*The task*
Continue the account of hungry Wiltshire laborers and sheep-stealing, shown below ahead of the entries, from the point where it stops.

At sunset they would go home to a supper of more barley bannocks, washed down with hot water flavoured with some aromatic herb or weed, and then straight to bed to get warm, for there was little firing.

It was not strange that sheep-stealing was one of the commonest offences against the law at that time, in spite of the dreadful penalty. Hunger made the people reckless. My old friend Joan, and other old persons, have said to me that it appeared in those days that the men were strangely indifferent and did not seem to care whether they were hanged or not. It is true they did not hang very many of them—the judge, as a rule, after putting on his black cap and ordering them to the gallows, would send in a recommendation to mercy for most of them; but the mercy of that time was like that of the wicked, exceedingly cruel. Instead of swinging, it was transportation for life, or for fourteen, and, at the very least, seven years. Those who have read Clarke’s terrible book “For the Term of His Natural Life” know (in a way) what these poor Wiltshire labourers, who in most cases were never more heard of by their wives and children, were sent to endure in Australia and Tasmania.

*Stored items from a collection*
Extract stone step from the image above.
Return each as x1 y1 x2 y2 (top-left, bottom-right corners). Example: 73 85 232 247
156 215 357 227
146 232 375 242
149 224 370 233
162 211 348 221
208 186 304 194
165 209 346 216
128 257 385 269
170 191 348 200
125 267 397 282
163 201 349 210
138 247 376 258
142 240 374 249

*Result*
And some were hanged; my friend Joan named some people she knows in the neighbourhood who are the grandchildren of a young man with a wife and family of small children who was hanged at Salisbury. She had a vivid recollection of this case because it had seemed so hard, the man having been maddened by want when he took a sheep; also because when he was hanged his poor young wife travelled to the place of slaughter to beg for his body, and had it brought home and buried decently in the village churchyard.

How great the temptation to steal sheep must have been, anyone may know now by merely walking about among the fields in this part of the country to see how the sheep are folded and left by night unguarded, often at long distances from the village, in distant fields and on the downs. Even in the worst times it was never customary, never thought necessary, to guard the flock by night. Many cases could be given to show how easy it was to steal sheep. One quite recent, about twenty years ago, is of a shepherd who was frequently sent with sheep to the fairs, and who on his way to Wilton fair with a flock one night turned aside to open a fold and let out nineteen sheep. On arriving at the fair he took out the stolen sheep and sold them to a butcher of his acquaintance who sent them up to London. But he had taken too many from one flock; they were quickly missed, and by some lucky chance it was found out and the shepherd arrested. He was sentenced to eight months’ hard labour, and it came out during the trial that this poor shepherd, whose wages were fourteen shillings a week, had a sum of L400 to his credit in a Salisbury bank!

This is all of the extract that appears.